##### Record set

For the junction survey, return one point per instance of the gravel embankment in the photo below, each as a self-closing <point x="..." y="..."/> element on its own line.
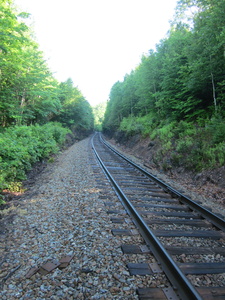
<point x="64" y="215"/>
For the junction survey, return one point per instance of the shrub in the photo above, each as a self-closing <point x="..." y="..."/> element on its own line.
<point x="22" y="146"/>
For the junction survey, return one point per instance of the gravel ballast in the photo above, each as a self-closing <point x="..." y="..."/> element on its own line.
<point x="63" y="214"/>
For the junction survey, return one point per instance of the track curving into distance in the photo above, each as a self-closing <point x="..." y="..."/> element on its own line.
<point x="172" y="225"/>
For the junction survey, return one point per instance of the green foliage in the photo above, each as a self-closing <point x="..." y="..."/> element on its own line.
<point x="22" y="146"/>
<point x="99" y="111"/>
<point x="184" y="78"/>
<point x="76" y="113"/>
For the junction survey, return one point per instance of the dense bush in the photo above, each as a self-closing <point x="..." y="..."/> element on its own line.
<point x="22" y="146"/>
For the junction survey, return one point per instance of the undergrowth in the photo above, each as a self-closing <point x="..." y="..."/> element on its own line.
<point x="22" y="146"/>
<point x="195" y="146"/>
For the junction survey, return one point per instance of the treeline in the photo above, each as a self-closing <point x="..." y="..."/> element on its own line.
<point x="32" y="101"/>
<point x="181" y="83"/>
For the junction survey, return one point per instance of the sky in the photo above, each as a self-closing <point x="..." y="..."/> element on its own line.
<point x="97" y="42"/>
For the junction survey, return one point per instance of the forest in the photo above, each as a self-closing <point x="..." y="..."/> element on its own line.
<point x="176" y="95"/>
<point x="36" y="111"/>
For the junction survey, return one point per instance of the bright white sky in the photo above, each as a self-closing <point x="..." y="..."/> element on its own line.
<point x="97" y="42"/>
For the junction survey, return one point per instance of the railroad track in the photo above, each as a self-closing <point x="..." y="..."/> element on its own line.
<point x="186" y="239"/>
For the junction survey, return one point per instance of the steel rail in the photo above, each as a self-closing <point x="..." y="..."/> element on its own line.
<point x="214" y="219"/>
<point x="184" y="288"/>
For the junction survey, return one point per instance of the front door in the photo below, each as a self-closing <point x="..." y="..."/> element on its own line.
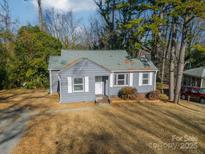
<point x="98" y="85"/>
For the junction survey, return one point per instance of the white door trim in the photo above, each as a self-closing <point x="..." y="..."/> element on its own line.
<point x="99" y="86"/>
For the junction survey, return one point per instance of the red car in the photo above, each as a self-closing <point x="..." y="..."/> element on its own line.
<point x="194" y="93"/>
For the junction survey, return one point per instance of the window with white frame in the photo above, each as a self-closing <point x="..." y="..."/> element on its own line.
<point x="121" y="79"/>
<point x="145" y="78"/>
<point x="78" y="84"/>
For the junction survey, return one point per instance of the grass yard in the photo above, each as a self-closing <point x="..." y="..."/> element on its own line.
<point x="119" y="128"/>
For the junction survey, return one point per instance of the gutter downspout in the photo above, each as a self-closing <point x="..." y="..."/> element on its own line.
<point x="202" y="83"/>
<point x="50" y="78"/>
<point x="60" y="87"/>
<point x="155" y="80"/>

##########

Exercise task. Please update the part of the listing that runs from the line containing "of the grass" through the end of the listing, replacing "downspout" with "drainpipe" and leaving everything else unchanged. Return only those lines.

Written reply.
For the junction survey, return one point per instance of the grass yard in the photo above, each as a self-closing <point x="..." y="..."/> element on its own line.
<point x="119" y="128"/>
For the junction survey, return one point per instance of the gutter drainpipe in the photo above, each as a self-closing <point x="..." y="..."/> element on its own line.
<point x="202" y="83"/>
<point x="50" y="78"/>
<point x="60" y="87"/>
<point x="155" y="80"/>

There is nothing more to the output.